◆ **Your instructions**
How many lines in the records below contain the word "instance"? Reply with the number alone.
[START OF Supplied records]
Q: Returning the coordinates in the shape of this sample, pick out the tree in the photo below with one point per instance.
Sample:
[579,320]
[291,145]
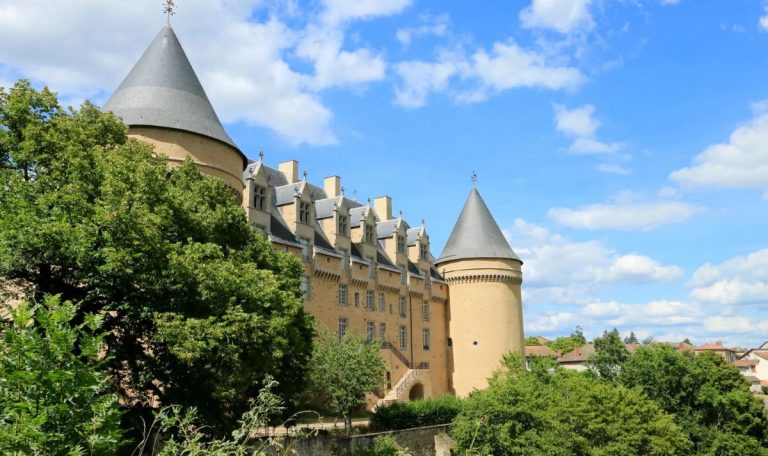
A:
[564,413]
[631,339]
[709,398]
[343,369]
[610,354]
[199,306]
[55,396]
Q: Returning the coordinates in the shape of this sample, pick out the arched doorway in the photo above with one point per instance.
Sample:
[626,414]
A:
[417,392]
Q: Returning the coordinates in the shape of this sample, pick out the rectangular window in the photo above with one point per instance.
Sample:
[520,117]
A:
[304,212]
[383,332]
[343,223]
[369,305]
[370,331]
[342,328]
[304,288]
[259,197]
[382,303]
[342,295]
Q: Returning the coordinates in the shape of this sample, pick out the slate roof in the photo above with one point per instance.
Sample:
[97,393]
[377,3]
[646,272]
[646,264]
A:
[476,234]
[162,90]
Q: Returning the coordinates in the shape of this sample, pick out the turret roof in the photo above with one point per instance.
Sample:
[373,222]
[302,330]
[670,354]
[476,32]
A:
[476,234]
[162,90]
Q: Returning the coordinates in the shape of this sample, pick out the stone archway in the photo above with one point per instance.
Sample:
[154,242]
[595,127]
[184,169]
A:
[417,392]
[END OF Supplied records]
[START OF Supplied records]
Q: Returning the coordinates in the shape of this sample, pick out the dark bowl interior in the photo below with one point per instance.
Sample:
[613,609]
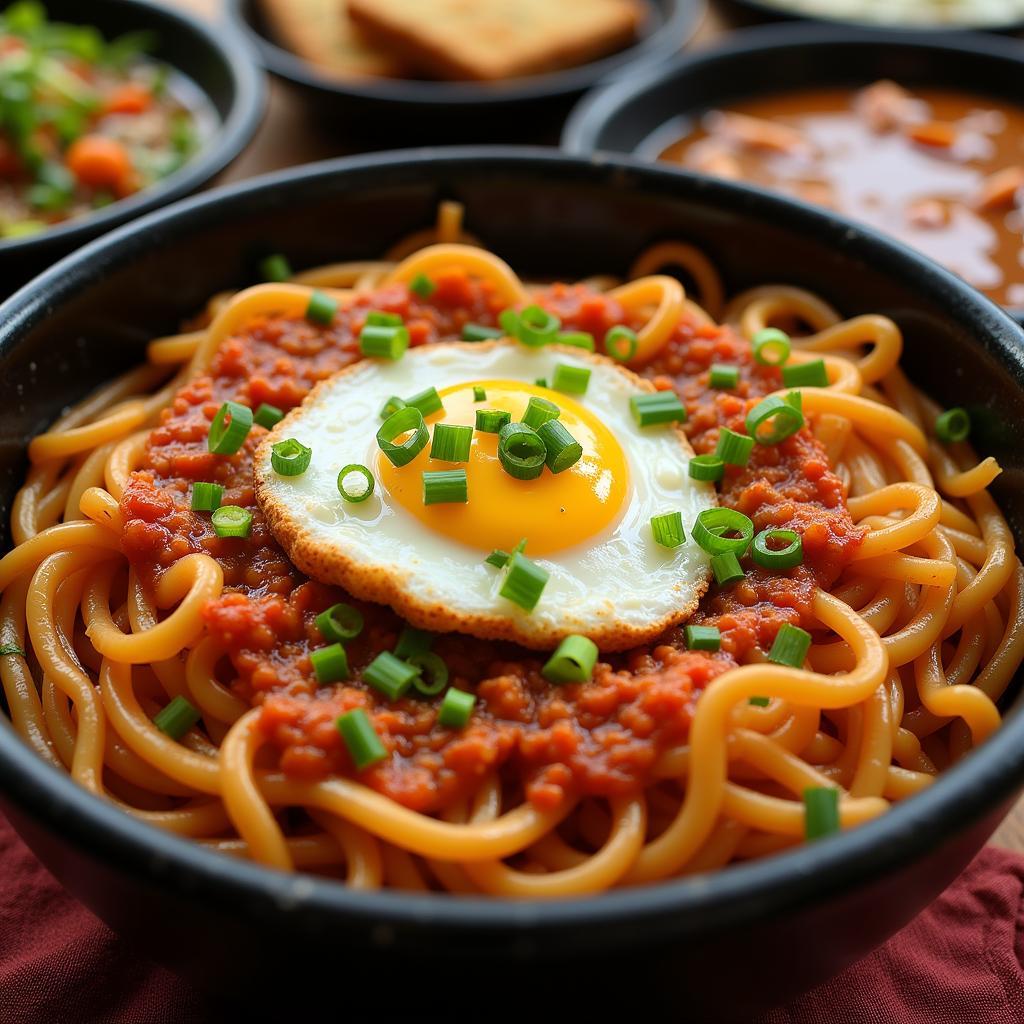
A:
[END OF Supplied records]
◆ **Complete output**
7